TASK DETAILS »
Reproduce the stretch of the article below on social media campaigning in Philippine elections, from "Social media—the ‘hip’" through "a word out.", word for word.

GIVEN PASSAGE »
The counts will not be official until at least the end of May, but it is already clear that Ferdinand “Bongbong” Marcos Jr. is on his way to Malacañang. The son and namesake of the late dictator is leading with a landslide figure of over 31 million votes, double of second placer Vice President Leni Robredo’s 15 million.
Not even incumbent President Rodrigo Duterte had that much support when he swept the 2016 elections with 16 million votes. But the victories of both Duterte and Marcos Jr. have a common facet—they both won the “war” on social media. While most of what is known in electoral politics remains textbook, Duterte’s online campaign was seen as a prototype for the novel social media machinery that strengthened a Marcos back into power.
Social media—the ‘hip’ new place for campaigning
After the COVID-19 pandemic forced the world into lockdown, social media use in the Philippines soared dramatically to levels that some experts have even called “problematic”. It has then become ripe ground for a wide range of audiences when looking to get a word out.
Francis Dee, former assistant professor of the Department of Political Science at the University of the Philippines, says electoral campaigns in the Philippines have recently spread out to three “theaters of war”.
“You have the air war, which is broadcast media,” says Dee ahead of the crucial May 9 voting. “You have the ground war, which is actual physical campaigning, and then you have the online war, which is this new thing that’s been around since, technically, 2010, but only started really becoming super impactful in this last election of 2016.”
Broadcast media used to be the main campaign strategy for candidates, accompanied by on-ground efforts, says Gerardo Eusebio, professorial lecturer at the Department of Political Science. “But now, media is divided between social media and the mainstream media,” he adds. Most of these “mainstream media”—which includes traditional platforms like newspapers, television, and radio—have been out of vogue and replaced by the convenience of the internet.
Assemblies and house-to-house campaigns, some common practices of ground campaigning, can only do so much for national candidates, according to Eusebio. “If you really just rely on it for its value, like how you go to the small streets and knock on every door, kaunti lang ang makukuha mong boto roon,” he says.
(That will only get you a meager amount of votes.)
“However, if you project house-to-house campaigning through social media, national candidates can tap more voters,” Eusebio adds.
On-ground campaign is king…supposedly
Dee, meanwhile, is skeptical about the magnitude of online platforms’ influence in this year’s elections. “I’m sort of settled on the position that…its importance was a bit overblown in 2016,” he says, referring to Duterte’s presidential win, which is popularly thought to have been bolstered by social media.
“While it was President Duterte making a big splash online during the campaign period [that] definitely led him to winning, that had to pass through several steps of traditional campaigning.”

ENTRIES PROVIDED »
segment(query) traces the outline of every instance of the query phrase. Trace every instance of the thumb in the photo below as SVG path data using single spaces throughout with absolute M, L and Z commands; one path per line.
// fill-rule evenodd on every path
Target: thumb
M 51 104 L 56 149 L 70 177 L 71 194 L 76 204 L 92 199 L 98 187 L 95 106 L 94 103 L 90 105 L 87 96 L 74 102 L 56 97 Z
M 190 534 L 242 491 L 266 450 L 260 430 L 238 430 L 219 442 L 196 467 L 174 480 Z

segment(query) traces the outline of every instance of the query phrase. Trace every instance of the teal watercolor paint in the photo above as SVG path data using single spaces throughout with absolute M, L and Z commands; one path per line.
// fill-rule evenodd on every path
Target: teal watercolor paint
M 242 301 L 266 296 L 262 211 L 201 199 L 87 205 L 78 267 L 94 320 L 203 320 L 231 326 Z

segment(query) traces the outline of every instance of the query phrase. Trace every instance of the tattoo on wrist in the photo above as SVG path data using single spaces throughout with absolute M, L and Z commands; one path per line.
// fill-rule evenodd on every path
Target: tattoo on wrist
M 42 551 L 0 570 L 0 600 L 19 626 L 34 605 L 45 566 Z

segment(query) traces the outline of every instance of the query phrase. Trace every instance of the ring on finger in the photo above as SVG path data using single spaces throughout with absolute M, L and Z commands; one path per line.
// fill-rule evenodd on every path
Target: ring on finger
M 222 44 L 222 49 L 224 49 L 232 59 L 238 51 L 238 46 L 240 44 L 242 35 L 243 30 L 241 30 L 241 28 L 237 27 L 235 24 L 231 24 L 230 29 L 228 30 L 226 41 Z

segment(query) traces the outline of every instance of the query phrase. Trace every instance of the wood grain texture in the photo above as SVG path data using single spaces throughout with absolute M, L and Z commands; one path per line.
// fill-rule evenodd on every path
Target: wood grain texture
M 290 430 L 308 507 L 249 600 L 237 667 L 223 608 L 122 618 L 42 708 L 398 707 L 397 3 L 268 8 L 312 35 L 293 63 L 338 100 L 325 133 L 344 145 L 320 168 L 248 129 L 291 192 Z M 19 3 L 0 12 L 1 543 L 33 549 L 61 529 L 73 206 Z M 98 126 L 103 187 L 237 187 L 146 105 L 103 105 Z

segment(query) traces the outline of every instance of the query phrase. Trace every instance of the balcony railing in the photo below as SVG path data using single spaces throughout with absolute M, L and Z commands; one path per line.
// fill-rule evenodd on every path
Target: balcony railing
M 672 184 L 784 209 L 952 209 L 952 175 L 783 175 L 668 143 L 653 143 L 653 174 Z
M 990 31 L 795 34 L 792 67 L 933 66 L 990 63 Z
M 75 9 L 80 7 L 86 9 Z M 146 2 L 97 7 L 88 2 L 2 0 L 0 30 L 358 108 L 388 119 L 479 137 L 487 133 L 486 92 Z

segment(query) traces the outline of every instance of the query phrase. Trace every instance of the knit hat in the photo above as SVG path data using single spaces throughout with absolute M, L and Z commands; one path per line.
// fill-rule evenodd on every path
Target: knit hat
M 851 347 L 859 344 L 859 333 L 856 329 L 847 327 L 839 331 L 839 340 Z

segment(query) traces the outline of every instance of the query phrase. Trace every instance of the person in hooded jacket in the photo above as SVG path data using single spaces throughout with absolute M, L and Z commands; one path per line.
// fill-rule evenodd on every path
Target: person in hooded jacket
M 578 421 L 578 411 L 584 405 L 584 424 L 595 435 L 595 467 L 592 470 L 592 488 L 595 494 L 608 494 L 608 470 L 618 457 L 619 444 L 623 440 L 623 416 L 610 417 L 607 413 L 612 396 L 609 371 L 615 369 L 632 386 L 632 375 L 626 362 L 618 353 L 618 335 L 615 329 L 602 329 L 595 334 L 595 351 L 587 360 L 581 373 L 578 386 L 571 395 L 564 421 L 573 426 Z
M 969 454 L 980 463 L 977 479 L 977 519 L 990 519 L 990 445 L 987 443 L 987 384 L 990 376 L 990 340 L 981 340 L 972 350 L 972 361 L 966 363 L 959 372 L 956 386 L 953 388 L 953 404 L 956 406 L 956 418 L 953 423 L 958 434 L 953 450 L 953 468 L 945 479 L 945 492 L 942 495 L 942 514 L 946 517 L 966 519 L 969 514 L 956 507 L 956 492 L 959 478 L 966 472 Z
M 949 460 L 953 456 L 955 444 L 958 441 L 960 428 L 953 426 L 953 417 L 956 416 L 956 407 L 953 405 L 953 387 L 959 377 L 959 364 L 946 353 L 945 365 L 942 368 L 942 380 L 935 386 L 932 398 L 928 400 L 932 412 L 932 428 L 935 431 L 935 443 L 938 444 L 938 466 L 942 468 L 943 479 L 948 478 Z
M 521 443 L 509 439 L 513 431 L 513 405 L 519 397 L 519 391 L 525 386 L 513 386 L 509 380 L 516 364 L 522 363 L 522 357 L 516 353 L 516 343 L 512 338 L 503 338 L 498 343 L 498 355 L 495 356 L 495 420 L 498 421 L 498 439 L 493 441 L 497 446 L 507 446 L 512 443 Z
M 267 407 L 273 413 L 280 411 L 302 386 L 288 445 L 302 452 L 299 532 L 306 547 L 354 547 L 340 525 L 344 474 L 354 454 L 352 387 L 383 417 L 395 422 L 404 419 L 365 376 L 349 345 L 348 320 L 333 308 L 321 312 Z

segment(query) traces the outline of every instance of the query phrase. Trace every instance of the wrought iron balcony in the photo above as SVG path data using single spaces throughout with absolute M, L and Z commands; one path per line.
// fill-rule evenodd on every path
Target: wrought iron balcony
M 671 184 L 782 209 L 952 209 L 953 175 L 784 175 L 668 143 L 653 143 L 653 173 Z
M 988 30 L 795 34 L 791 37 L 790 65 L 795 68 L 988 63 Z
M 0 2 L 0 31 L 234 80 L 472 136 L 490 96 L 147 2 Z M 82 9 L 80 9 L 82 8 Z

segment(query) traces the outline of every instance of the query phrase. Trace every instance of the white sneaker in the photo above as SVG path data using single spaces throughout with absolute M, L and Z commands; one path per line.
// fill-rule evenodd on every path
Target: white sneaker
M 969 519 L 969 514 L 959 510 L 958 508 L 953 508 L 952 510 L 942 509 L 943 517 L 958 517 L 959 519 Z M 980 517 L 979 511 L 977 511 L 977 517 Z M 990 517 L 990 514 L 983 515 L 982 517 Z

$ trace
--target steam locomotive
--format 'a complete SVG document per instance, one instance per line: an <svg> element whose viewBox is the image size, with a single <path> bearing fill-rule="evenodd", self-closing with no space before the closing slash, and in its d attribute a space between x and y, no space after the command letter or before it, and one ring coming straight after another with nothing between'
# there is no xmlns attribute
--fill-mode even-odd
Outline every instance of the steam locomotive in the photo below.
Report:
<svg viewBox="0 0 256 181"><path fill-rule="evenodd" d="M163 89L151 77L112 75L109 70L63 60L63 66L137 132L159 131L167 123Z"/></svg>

RESPONSE TO THE EXERCISE »
Social media—the ‘hip’ new place for campaigning
After the COVID-19 pandemic forced the world into lockdown, social media use in the Philippines soared dramatically to levels that some experts have even called “problematic”. It has then become ripe ground for a wide range of audiences when looking to get a word out.